Records excerpted from a collection:
======
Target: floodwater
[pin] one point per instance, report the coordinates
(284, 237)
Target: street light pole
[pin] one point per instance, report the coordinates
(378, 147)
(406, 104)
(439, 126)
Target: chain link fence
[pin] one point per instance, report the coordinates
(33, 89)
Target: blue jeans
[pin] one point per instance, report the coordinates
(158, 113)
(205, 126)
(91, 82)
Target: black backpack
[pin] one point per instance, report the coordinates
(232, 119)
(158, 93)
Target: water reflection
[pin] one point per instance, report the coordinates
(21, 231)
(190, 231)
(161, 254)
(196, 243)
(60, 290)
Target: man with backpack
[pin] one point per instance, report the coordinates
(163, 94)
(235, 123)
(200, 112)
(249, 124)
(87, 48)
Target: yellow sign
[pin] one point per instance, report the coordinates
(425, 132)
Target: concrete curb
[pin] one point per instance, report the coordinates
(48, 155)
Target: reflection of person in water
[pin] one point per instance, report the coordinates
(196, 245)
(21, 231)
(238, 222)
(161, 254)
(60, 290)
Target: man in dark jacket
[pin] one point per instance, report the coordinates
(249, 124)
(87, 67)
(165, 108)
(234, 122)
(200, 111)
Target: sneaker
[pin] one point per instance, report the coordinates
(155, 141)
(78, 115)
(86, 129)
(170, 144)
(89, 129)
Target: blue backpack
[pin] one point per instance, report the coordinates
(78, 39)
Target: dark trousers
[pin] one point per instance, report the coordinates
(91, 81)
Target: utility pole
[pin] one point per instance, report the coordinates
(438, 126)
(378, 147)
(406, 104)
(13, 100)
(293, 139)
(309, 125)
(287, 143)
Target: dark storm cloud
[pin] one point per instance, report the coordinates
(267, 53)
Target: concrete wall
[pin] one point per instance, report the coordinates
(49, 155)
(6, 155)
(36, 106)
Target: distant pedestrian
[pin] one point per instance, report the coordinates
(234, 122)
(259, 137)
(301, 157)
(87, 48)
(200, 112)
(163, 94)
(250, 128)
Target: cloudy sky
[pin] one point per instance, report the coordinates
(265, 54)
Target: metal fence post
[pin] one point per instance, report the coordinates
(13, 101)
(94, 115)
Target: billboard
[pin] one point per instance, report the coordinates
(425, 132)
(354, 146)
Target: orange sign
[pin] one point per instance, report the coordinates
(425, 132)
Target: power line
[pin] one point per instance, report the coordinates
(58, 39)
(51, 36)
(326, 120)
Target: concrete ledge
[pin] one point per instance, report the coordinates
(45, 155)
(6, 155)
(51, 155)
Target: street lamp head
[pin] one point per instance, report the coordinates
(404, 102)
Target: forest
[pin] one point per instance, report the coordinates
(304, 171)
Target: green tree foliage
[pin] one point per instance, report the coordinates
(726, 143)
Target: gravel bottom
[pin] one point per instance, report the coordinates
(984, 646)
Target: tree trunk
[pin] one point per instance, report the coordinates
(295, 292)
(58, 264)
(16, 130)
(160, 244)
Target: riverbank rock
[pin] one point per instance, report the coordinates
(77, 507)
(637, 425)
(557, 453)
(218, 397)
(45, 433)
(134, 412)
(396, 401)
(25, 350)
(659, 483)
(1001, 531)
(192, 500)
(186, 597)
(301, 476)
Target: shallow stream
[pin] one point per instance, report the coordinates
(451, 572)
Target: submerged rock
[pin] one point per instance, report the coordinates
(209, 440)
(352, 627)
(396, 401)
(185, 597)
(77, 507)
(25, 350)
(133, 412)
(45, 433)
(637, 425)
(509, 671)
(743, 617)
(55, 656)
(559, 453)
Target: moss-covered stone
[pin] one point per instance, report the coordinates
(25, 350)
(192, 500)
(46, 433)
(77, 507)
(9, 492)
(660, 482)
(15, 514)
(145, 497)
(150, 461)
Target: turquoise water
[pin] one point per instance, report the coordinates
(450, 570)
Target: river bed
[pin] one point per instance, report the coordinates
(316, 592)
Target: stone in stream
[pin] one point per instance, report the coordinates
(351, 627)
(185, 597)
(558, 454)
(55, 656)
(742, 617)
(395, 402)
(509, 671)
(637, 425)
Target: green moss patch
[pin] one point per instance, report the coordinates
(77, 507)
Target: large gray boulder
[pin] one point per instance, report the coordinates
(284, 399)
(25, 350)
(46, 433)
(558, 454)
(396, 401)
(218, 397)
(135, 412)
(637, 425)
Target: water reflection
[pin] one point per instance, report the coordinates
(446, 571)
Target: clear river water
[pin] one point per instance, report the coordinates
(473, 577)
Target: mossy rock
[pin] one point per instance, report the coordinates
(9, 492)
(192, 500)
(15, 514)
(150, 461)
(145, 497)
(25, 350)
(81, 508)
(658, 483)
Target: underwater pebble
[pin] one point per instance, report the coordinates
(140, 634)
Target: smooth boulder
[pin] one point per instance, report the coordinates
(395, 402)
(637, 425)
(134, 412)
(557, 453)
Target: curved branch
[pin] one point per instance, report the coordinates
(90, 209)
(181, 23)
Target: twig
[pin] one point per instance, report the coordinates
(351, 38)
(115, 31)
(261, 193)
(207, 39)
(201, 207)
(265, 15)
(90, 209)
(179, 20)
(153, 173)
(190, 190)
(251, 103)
======
WORK ORDER
Retype, exactly and in full, the lines above from the one containing "Target: chain link fence" through the one containing "Target: blue backpack".

TASK RESULT
Target: chain link fence
[pin] one point per instance, report the coordinates
(33, 89)
Target: blue jeans
[pin] one point per instance, report the coordinates
(158, 113)
(205, 126)
(91, 82)
Target: black backpack
[pin] one point per instance, report the coordinates
(232, 119)
(158, 93)
Target: water reflection
[pin] one point per instance, report the coordinates
(21, 231)
(190, 231)
(161, 254)
(196, 243)
(60, 290)
Target: man with backpack
[pin] one point per instance, report the coordinates
(163, 94)
(235, 123)
(200, 112)
(249, 124)
(87, 48)
Target: yellow sign
[pin] one point per instance, report the coordinates
(425, 132)
Target: concrete curb
[pin] one point per instance, report the coordinates
(48, 155)
Target: reflection of person in water
[pin] one point per instance, report the coordinates
(196, 245)
(21, 231)
(238, 222)
(161, 254)
(60, 290)
Target: man in dark jacket
[pin] one point per instance, report the coordinates
(249, 124)
(87, 67)
(165, 108)
(234, 122)
(200, 111)
Target: sneaker
[pin] one point per instance, report the coordinates
(155, 141)
(78, 115)
(86, 129)
(170, 144)
(89, 129)
Target: blue backpack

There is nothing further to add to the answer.